▸ **WHAT IS EXPECTED**: Without altering anything, output the material below.
═════ RECORDS FOR THIS EXERCISE ═════
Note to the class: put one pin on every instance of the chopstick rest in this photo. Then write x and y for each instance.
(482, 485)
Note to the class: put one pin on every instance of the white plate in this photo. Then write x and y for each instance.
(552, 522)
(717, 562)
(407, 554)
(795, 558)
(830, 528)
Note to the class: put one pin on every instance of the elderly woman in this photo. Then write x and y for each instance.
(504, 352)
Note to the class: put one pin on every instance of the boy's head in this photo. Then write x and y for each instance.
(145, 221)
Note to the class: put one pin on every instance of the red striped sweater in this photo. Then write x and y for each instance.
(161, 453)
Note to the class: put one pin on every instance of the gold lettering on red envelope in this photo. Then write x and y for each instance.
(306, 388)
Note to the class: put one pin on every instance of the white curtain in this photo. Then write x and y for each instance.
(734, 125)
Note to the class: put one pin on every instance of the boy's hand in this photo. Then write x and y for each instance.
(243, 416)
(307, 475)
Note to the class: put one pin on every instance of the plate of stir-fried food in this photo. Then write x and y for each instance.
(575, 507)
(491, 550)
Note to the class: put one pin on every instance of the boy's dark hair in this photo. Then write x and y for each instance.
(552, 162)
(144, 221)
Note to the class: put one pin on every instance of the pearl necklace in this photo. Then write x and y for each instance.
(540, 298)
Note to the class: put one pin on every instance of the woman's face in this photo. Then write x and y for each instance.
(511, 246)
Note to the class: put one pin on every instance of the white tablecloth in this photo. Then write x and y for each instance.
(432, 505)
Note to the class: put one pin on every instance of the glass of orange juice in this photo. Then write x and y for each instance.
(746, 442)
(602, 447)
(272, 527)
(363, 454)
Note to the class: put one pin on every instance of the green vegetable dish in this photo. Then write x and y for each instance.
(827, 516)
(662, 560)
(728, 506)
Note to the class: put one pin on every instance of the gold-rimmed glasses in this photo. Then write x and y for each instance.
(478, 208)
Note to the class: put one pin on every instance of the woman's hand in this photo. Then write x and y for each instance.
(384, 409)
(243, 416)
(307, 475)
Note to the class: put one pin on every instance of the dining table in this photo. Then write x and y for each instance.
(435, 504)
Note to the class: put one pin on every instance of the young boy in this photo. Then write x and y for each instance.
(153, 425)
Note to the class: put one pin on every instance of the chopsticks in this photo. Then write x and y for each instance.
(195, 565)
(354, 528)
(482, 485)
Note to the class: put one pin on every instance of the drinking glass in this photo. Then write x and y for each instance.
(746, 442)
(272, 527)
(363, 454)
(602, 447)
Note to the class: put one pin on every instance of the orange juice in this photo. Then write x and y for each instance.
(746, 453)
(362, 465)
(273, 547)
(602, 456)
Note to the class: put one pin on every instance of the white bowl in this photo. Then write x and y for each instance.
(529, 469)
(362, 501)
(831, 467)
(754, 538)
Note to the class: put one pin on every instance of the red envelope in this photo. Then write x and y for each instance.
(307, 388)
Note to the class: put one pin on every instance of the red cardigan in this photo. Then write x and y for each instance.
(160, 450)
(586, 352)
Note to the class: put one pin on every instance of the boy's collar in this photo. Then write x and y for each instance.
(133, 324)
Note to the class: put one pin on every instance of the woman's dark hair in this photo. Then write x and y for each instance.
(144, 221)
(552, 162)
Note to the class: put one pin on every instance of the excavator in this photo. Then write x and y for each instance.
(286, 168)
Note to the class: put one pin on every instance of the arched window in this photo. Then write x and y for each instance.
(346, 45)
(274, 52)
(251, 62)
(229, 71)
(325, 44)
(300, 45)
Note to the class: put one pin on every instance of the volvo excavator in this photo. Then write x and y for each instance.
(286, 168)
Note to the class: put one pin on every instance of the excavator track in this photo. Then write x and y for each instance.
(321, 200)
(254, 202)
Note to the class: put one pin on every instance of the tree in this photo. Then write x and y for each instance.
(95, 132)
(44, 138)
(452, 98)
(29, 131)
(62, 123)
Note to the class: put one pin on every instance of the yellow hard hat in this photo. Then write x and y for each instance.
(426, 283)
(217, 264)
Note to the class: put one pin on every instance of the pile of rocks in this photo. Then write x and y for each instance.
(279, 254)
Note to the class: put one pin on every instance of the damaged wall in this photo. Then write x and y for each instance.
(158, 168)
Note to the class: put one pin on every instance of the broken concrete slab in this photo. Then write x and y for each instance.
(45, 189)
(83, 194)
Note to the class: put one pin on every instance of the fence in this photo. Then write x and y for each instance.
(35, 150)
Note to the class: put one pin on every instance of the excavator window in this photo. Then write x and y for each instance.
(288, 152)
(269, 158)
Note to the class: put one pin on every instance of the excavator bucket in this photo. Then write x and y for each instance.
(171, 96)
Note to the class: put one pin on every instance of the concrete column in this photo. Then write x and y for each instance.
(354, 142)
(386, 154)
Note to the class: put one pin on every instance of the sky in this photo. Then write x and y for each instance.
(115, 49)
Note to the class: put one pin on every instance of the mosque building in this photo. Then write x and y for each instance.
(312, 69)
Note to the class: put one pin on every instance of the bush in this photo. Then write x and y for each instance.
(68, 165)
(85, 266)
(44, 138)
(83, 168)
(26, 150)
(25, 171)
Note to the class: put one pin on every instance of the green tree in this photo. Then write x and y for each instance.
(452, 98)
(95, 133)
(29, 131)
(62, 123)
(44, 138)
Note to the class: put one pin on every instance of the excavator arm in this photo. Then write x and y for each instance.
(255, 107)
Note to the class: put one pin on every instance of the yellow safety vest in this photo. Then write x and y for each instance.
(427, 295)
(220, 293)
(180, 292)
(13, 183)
═════
▸ **RESULT OF THE EXERCISE**:
Note to the class: put one pin on every instance of the chopstick rest in this photo. Then write x and y for each instance.
(482, 485)
Note to the class: put one pin on every instance of the white plate in this photo. Then write x and y for each instance.
(552, 522)
(717, 562)
(407, 554)
(795, 558)
(830, 528)
Note to the class: put one pin on every instance of the elderly woman in this photo. Then write x and y for each instance.
(504, 352)
Note to the class: put one pin on every instance of the boy's head in this photo. Then write x and y for each instance.
(145, 221)
Note to the class: put one pin on every instance of the red striped sweater in this photo. Then write x and y for each instance.
(161, 453)
Note to the class: put one pin on every instance of the gold lettering on red envelope in this photo. Then write x and y for each instance.
(306, 388)
Note to the class: put one pin on every instance of the white curtain in this photo. Then write x and y for each instance.
(734, 125)
Note to the class: put one pin on every instance of the boy's hand in this photo. Then write x and y for each instance.
(243, 416)
(307, 475)
Note to the class: put one pin on every instance of the plate of stir-fried food in this photo. Then write x and y for each instance.
(575, 507)
(491, 550)
Note to the class: put one pin on every instance of the boy's dark hair in this photo. Then write x and y for each instance.
(552, 162)
(144, 221)
Note to the class: put one pin on every instance of the pearl necklace in this photo. Then write x and y for each instance.
(540, 298)
Note to the class: put one pin on every instance of the woman's face in this photo. Then write x and y for each instance.
(511, 246)
Note to the class: put one pin on every instance of the white tablecloth in this photo. Then write x and y for each instance.
(432, 505)
Note to the class: put one pin on every instance of the glass of orange juice in this photo. Then write x and y for each instance.
(746, 442)
(602, 447)
(272, 527)
(363, 454)
Note to the class: put one pin on every instance of the green vegetable dish in this photo. Then write x and y for each instance.
(827, 516)
(662, 560)
(728, 506)
Note to the class: put one pin on every instance of the gold-rimmed glasses in this photo. Then write x and y for each instance.
(478, 208)
Note to the class: put one pin on every instance of the woman's hand in this photo. Then write x and y for each instance.
(384, 409)
(243, 416)
(307, 475)
Note to the class: put one pin on every instance of the dining table in this photo. Then write x and y for each instance.
(435, 504)
Note to the class: put one pin on every instance of the young boy in this photo. Then write x and y for each instance.
(153, 425)
Note to the class: put one pin on every instance of the chopsticks in this photo. Then write x and y for each instance.
(195, 565)
(354, 528)
(482, 485)
Note to the class: put one pin on every instance of the drinking glass in this photo. Then write x and y for each instance.
(746, 442)
(272, 527)
(363, 454)
(602, 447)
Note to the class: put one pin on every instance of the orange juice in this photo. Then write x and y for each instance.
(746, 453)
(362, 465)
(273, 547)
(602, 456)
Note to the class: put one pin on every instance of the white bowl in this photo. Then write x and y for each instance.
(529, 469)
(362, 501)
(831, 467)
(754, 538)
Note to the class: put one pin on every instance of the red envelope in this photo. Then write x and y for each instance.
(307, 388)
Note to the class: put one pin on every instance of the red cardigan in this photo. Then write x and y for each instance.
(160, 450)
(586, 352)
Note to the class: put one pin on every instance of the boy's collar in this photo. Then write x and y for each instance.
(133, 324)
Note to the class: put one pin on every instance of the woman's dark hair in this photo. Then write x and y for each instance.
(144, 221)
(552, 162)
Note to the class: put one pin on every instance of the excavator in this photo. Then write x and y for each instance.
(286, 168)
Note to the class: put one pin on every instance of the arched window in this photo. Then write x and y for each instance.
(346, 45)
(274, 52)
(251, 62)
(229, 71)
(325, 44)
(300, 45)
Note to the class: put one pin on every instance of the volvo excavator in this photo. Then write x and y for each instance.
(286, 168)
Note to the class: put one pin on every instance of the excavator track in this photo. Then write x and y for each instance.
(321, 200)
(254, 202)
Note to the class: put one pin on every instance of the tree in this photo. Then write x and y for each instance.
(95, 132)
(44, 138)
(452, 98)
(29, 131)
(62, 123)
Note to the class: put one pin on every instance of the yellow hard hat in this photo. Then write x and y for each instance.
(426, 283)
(217, 264)
Note to the class: put one pin on every instance of the pile of rocks in this photo. Then write x and y for each instance.
(279, 254)
Note to the class: put one pin on every instance of the damaged wall in this photo. Then write x and y for each instance.
(158, 168)
Note to the class: put one pin on every instance of the broken concrete slab in this photo. Then write x and y for each instance.
(45, 189)
(83, 194)
Note to the class: put one pin on every instance of the fence in this photo. Then write x and y for each instance.
(35, 150)
Note to the class: put one pin on every instance of the excavator window in this photo. Then write x and y for each instance.
(288, 152)
(269, 158)
Note to the class: put one pin on every instance of the excavator bucket in this photo. Then write x and y for each instance.
(171, 96)
Note to the class: put one pin on every instance of the concrete column in this photo. Then write x and y for each instance.
(354, 142)
(386, 154)
Note to the class: put one pin on every instance of the sky in this photo. Then write x and y for each instance.
(115, 49)
Note to the class: put one pin on every instance of the mosque building in this photo. Then write x and y for each instance.
(312, 69)
Note to the class: put one pin on every instance of the bush in this photo. Then write x and y for each instance.
(68, 165)
(85, 266)
(44, 138)
(83, 168)
(26, 150)
(25, 171)
Note to the class: put one pin on every instance of the green tree in this photo. Then write x and y for each instance.
(452, 98)
(95, 133)
(29, 131)
(62, 123)
(44, 138)
Note to the class: put one pin on every instance of the excavator arm in this photo. Then write x and y for each instance.
(255, 107)
Note to the class: put one pin on every instance of the yellow safety vest in this photo. Then write x and y for each instance.
(427, 295)
(220, 293)
(180, 292)
(13, 183)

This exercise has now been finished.